Problem details: Reproduce the full passage on building a kernel driver module, word for word.

Passage given:
____________________

Unable to locate matching source for kernel 4.9.140-tegra+.
Please refer the readme.txt to install proper kernel-header/source.

Makefile:72: recipe for target ‘envchk’ failed
make[1]: *** [envchk] Error 1
Makefile:16 recipe for target ‘install’ failed
make: *** [install] Error 2

Here is the source of driver I found:
[](http://usb-hub drivers)

USB is only a pipeline, and a second driver is needed for the actual device. Some devices have industry standard generic drivers, e.g., for a keyboard or mouse, but many others require a driver for the chipset or other hardware. Basically, your next task is to add a driver.

You already know that your desktop Ubuntu PC has the driver, and thus if you identify which driver is being used on the desktop, then you will probably be able to build this as a kernel module and simply copy the file to the right place and have it work. The key to that is knowing the “symbol” to configure and then compiling the module from the regular kernel source after setting up a configuration match to the currently running kernel, but with the additional symbol enabled for that driver.

I probably made it sound more complicated than it is, but with one exception, your Jetson’s current configuration is its “/proc/config.gz” file. You’d copy it to somewhere else (and I recommend keeping an original around somewhere without edits), gunzip it, and rename it as “.config”. When placed at your kernel compile directory this will produce nearly an exact match for your running system.

That file is plain text, and you would not normally edit this directly since there might be dependencies, but one line will have “CONFIG_LOCALVERSION”. You’d have to edit this one line, and then the config would a 100% exact perfect match to what you are running (I am assuming you are already running a default NVIDIA kernel):

You’d need to read some kernel compile docs, but basically then if you were to enable a feature/symbol via some variation of “make nconfig”, then you’d be set for building that driver. Should the driver be integrated into the kernel things get more complicated, but if the driver is a module, then all that is left is basically to copy the module file to the correct subdirectory of:
/lib/modules/$(uname -r)/kernel/

Note that “uname -r”, as a command, has the suffix from CONFIG_LOCALVERSION. If your CONFIG_LOCALVERSION is not a match for what it was previously, then the kernel won’t be able to find any of the modules and you’d have to reinstall all of them to a new location. If base configuration matches, and uname -r matches, then things just fall in place without much effort.

____________________

(Collected data entries)

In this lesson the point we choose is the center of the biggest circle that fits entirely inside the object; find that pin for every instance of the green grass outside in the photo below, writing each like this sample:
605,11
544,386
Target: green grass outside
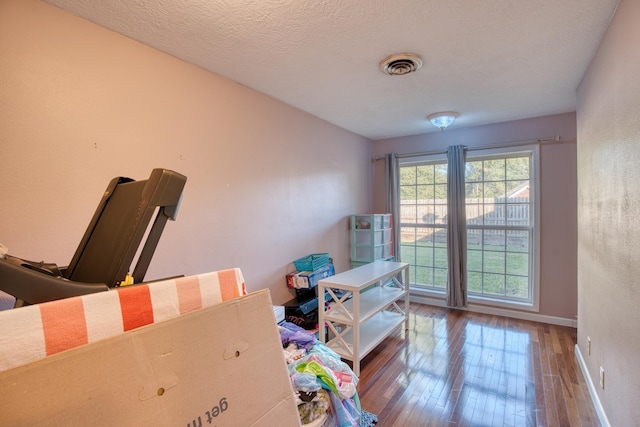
498,273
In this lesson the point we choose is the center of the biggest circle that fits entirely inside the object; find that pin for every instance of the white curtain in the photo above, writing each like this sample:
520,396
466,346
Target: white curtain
392,180
456,228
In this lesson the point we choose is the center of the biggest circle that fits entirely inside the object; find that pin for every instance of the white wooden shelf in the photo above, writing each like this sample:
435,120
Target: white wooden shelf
371,334
366,310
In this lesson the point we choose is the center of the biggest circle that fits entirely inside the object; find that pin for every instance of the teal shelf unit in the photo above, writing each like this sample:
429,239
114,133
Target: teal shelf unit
371,238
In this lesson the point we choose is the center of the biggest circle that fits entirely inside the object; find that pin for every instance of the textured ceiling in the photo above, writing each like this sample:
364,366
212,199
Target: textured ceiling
489,60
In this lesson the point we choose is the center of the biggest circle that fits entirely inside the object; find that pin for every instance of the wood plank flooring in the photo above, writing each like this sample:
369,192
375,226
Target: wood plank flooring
457,368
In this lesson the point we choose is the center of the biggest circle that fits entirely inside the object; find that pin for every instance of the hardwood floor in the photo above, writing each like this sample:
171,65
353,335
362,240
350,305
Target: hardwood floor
457,368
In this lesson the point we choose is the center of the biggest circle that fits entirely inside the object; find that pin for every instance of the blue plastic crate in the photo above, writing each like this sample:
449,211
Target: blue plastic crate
311,262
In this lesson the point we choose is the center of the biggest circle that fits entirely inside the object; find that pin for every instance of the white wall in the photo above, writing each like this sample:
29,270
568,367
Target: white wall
608,118
558,229
266,184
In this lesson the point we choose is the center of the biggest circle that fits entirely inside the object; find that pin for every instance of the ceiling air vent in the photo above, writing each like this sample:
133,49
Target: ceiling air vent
401,64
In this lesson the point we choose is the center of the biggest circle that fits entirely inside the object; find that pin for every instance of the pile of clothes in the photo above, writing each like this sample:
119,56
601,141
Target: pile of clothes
323,382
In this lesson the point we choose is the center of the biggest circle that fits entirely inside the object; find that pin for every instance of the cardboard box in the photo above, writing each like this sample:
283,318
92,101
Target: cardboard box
309,279
219,366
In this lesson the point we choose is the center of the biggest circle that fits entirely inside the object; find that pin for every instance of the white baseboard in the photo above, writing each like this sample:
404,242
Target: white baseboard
602,416
534,317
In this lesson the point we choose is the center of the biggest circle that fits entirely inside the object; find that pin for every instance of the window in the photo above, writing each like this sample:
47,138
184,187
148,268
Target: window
501,204
423,217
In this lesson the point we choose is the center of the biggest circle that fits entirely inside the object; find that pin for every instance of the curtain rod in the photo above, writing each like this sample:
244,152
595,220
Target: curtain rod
555,138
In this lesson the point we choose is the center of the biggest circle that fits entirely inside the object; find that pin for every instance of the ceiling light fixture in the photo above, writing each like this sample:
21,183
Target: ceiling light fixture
443,119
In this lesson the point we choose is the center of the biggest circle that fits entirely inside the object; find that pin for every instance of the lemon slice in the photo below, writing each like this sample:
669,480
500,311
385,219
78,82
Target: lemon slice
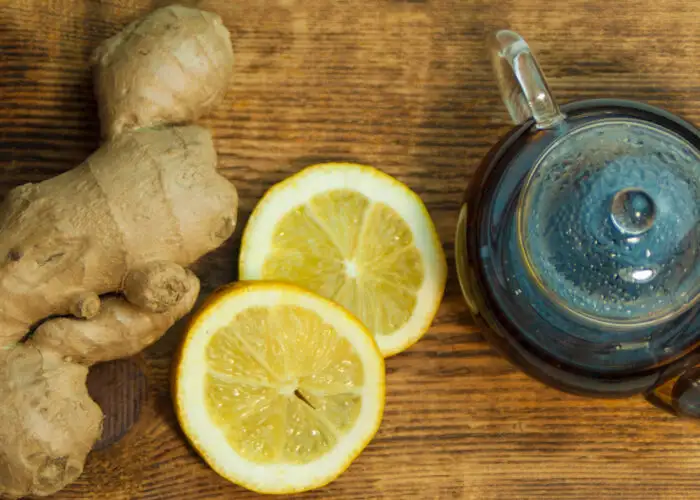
277,388
356,236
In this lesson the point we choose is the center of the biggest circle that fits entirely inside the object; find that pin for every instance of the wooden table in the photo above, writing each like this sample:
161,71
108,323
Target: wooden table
405,86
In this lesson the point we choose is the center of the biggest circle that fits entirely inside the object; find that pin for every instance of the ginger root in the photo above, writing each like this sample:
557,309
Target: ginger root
105,246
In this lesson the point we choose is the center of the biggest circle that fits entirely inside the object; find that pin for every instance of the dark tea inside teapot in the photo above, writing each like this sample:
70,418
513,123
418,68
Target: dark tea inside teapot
578,244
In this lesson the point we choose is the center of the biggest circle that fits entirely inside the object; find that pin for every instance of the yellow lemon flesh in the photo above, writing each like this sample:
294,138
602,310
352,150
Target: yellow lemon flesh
356,236
277,388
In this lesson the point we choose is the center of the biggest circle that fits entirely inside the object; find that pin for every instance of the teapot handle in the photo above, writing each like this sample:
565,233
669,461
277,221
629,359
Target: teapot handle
523,87
680,395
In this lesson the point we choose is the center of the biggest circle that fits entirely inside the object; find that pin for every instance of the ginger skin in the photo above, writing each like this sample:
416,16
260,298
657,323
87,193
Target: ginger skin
125,223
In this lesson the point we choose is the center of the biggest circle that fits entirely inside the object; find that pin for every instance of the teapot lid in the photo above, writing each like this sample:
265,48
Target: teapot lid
608,223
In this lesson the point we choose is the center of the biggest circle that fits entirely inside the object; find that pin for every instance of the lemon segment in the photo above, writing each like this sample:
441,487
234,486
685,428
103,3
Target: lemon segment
278,388
356,236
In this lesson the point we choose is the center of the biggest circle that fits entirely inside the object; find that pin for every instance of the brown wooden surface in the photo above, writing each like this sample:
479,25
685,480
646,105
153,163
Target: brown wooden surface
405,86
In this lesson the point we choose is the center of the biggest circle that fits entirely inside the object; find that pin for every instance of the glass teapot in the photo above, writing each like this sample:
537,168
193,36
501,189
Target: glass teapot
578,243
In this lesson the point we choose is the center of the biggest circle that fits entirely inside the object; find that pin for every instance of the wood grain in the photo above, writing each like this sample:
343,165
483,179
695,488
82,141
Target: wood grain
405,86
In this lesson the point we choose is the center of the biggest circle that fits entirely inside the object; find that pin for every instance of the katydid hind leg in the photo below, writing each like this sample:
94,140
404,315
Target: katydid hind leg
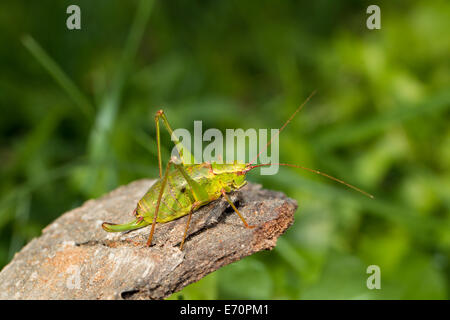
161,115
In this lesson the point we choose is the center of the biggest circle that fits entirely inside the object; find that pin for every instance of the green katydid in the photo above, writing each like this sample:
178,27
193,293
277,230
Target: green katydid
190,186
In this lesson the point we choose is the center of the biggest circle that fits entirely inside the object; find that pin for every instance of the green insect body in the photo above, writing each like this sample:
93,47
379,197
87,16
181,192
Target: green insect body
177,198
184,188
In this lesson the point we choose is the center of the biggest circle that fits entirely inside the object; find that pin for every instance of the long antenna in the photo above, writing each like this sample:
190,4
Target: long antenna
314,171
284,125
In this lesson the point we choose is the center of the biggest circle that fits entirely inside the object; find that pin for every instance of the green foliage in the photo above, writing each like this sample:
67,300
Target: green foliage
77,121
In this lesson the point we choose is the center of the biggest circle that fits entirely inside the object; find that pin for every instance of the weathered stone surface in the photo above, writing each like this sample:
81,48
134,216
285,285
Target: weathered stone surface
75,258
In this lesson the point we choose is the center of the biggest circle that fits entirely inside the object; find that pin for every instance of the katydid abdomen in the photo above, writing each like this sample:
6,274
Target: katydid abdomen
178,198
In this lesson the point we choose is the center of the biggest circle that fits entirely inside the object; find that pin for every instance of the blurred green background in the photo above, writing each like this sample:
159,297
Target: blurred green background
77,121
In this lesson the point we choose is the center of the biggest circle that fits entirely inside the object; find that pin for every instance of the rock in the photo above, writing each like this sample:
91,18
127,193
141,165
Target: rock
75,258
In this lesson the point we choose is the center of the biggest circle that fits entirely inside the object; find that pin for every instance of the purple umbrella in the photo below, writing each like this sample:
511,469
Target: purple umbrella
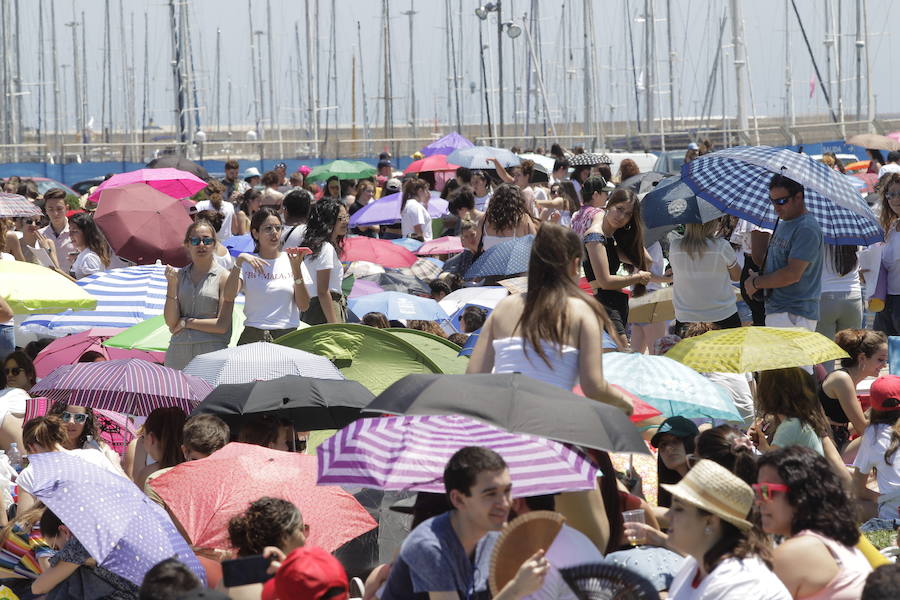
121,528
409,453
387,210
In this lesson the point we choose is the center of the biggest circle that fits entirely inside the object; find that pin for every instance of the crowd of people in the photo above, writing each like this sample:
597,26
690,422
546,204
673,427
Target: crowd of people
771,505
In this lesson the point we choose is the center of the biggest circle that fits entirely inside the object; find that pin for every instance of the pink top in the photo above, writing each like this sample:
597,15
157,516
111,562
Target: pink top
854,568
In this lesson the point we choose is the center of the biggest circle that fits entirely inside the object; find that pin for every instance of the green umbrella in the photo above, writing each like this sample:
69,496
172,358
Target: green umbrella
342,169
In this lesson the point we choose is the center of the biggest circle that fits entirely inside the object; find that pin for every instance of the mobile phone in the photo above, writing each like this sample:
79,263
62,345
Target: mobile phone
245,570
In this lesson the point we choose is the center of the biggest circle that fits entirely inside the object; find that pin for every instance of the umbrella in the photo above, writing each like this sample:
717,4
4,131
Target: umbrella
123,297
449,244
506,258
129,386
259,361
67,350
447,144
143,224
516,403
386,210
380,252
171,182
310,404
343,169
30,288
669,386
435,162
205,494
410,453
477,157
179,162
14,205
122,529
748,349
736,180
398,306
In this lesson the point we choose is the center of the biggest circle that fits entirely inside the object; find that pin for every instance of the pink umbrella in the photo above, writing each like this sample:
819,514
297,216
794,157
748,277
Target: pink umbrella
67,350
449,244
172,182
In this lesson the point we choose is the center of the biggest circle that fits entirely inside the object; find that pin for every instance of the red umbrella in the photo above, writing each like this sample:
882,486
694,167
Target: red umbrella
435,162
205,494
382,252
143,224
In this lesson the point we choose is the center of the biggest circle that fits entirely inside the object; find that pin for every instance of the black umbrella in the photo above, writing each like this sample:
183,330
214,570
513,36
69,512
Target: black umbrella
310,404
178,162
516,403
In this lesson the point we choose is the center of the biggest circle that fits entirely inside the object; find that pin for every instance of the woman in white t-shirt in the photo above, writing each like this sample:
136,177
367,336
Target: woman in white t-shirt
325,233
274,282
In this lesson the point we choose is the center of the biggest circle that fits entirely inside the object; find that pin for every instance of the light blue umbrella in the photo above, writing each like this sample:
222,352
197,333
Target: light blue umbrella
669,386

____________________

The solution:
Unable to locate matching source for kernel 4.9.140-tegra+.
Please refer the readme.txt to install proper kernel-header/source.

Makefile:72: recipe for target ‘envchk’ failed
make[1]: *** [envchk] Error 1
Makefile:16 recipe for target ‘install’ failed
make: *** [install] Error 2

Here is the source of driver I found:
[](http://usb-hub drivers)

USB is only a pipeline, and a second driver is needed for the actual device. Some devices have industry standard generic drivers, e.g., for a keyboard or mouse, but many others require a driver for the chipset or other hardware. Basically, your next task is to add a driver.

You already know that your desktop Ubuntu PC has the driver, and thus if you identify which driver is being used on the desktop, then you will probably be able to build this as a kernel module and simply copy the file to the right place and have it work. The key to that is knowing the “symbol” to configure and then compiling the module from the regular kernel source after setting up a configuration match to the currently running kernel, but with the additional symbol enabled for that driver.

I probably made it sound more complicated than it is, but with one exception, your Jetson’s current configuration is its “/proc/config.gz” file. You’d copy it to somewhere else (and I recommend keeping an original around somewhere without edits), gunzip it, and rename it as “.config”. When placed at your kernel compile directory this will produce nearly an exact match for your running system.

That file is plain text, and you would not normally edit this directly since there might be dependencies, but one line will have “CONFIG_LOCALVERSION”. You’d have to edit this one line, and then the config would a 100% exact perfect match to what you are running (I am assuming you are already running a default NVIDIA kernel):

You’d need to read some kernel compile docs, but basically then if you were to enable a feature/symbol via some variation of “make nconfig”, then you’d be set for building that driver. Should the driver be integrated into the kernel things get more complicated, but if the driver is a module, then all that is left is basically to copy the module file to the correct subdirectory of:
/lib/modules/$(uname -r)/kernel/

Note that “uname -r”, as a command, has the suffix from CONFIG_LOCALVERSION. If your CONFIG_LOCALVERSION is not a match for what it was previously, then the kernel won’t be able to find any of the modules and you’d have to reinstall all of them to a new location. If base configuration matches, and uname -r matches, then things just fall in place without much effort.